* Task requirements
(a) From the text on life sciences real estate, return the words between "Laboratories used by" and "agencies and universities.", inclusive.
(b) Answer these questions from the text on life sciences real estate:
(i) How many properties does Alexandria Real Estate Equities own?
(ii) How many more square feet does the company have planned?
(iii) Who is the chief executive of Alexandria?

* Text
────────────────────────────────────────
In the life sciences, private businesses often collaborate with research institutes, medical centers and government agencies. The efforts tend to be clustered in a handful of cities, including Boston and Cambridge, Mass., and San Diego.

Laboratories used by life sciences businesses tend to have special features, like higher ceilings, heavier floor-load capacities and advanced mechanical, electrical, ventilation and plumbing systems.

Alexandria Real Estate Equities, a real estate investment trust based in Pasadena, Calif., specializes in this type of development. The company, which is publicly traded, owns 159 properties, encompassing about 11.2 million square feet; six million more square feet are planned.

It is building the East River Science Park as a speculative development, said Joel S. Marcus, the chief executive of Alexandria. The company’s tenants are mainly biotechnology and pharmaceutical businesses, but also include biodefense companies that might, for example, produce a vaccine for anthrax; concerns that develop medical devices; nonprofit organizations; and branches of government agencies and universities.
────────────────────────────────────────
* Stored data

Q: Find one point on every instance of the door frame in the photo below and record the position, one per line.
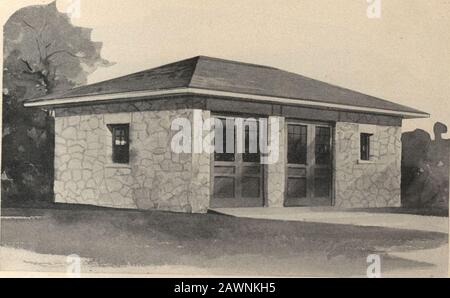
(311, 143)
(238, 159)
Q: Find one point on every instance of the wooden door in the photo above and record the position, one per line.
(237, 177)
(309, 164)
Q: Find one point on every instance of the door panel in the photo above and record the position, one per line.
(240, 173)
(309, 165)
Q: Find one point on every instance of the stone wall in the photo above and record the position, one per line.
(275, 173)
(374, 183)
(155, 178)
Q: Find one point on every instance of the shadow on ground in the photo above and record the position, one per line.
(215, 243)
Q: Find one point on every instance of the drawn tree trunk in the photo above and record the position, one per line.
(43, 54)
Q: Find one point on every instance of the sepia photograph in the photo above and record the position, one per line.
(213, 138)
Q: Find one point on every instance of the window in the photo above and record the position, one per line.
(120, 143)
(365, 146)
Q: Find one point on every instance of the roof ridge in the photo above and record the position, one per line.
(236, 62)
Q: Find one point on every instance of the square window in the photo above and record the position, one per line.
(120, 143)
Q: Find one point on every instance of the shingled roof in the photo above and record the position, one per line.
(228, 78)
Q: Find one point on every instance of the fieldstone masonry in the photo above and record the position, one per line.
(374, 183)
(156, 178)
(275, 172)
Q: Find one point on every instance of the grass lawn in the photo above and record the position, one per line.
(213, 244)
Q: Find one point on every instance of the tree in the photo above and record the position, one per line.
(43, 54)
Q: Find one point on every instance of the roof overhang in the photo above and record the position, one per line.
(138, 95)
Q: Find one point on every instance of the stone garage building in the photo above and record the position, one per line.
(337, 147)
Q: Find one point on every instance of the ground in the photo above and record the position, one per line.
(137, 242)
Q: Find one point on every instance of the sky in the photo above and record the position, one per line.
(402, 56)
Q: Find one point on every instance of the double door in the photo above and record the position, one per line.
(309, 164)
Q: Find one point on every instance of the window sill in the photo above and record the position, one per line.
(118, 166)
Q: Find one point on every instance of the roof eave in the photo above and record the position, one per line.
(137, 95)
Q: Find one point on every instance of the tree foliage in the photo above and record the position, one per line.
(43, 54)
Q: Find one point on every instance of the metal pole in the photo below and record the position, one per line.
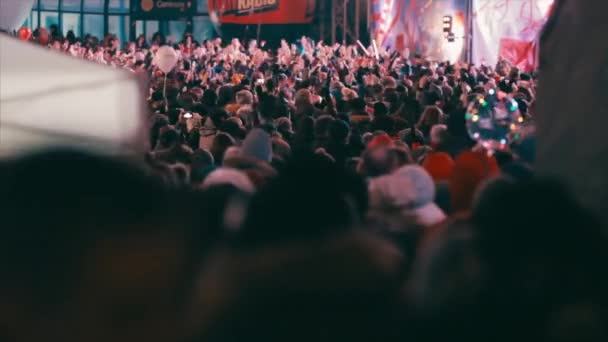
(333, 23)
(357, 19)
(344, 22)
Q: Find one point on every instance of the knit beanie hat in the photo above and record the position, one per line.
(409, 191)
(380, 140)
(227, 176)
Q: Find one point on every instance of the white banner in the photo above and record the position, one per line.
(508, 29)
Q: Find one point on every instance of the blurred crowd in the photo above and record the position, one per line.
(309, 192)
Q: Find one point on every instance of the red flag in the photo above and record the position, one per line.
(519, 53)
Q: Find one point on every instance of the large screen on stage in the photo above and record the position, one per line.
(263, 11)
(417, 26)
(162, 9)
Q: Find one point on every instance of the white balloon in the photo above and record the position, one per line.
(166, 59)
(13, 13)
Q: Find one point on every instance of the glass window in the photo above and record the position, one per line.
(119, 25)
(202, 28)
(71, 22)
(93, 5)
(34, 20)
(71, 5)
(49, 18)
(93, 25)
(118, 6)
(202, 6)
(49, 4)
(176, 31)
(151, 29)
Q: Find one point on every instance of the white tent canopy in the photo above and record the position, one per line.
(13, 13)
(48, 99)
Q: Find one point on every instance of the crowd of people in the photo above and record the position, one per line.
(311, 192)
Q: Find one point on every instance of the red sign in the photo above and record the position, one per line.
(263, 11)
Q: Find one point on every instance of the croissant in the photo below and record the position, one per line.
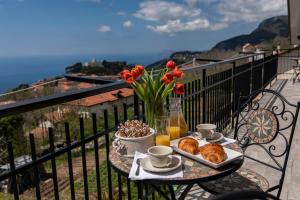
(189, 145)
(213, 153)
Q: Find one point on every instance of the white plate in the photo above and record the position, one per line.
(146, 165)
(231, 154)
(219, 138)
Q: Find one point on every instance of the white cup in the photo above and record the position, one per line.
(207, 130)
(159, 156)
────────────────────────────────────────
* Task solutions
(a)
Laboratories used by life sciences businesses tend to have special features, like higher ceilings, heavier floor-load capacities and advanced mechanical, electrical, ventilation and plumbing systems.

Alexandria Real Estate Equities, a real estate investment trust based in Pasadena, Calif., specializes in this type of development. The company, which is publicly traded, owns 159 properties, encompassing about 11.2 million square feet; six million more square feet are planned.

It is building the East River Science Park as a speculative development, said Joel S. Marcus, the chief executive of Alexandria. The company’s tenants are mainly biotechnology and pharmaceutical businesses, but also include biodefense companies that might, for example, produce a vaccine for anthrax; concerns that develop medical devices; nonprofit organizations; and branches of government agencies and universities.

(b)
(i) 159
(ii) Six million
(iii) Joel S. Marcus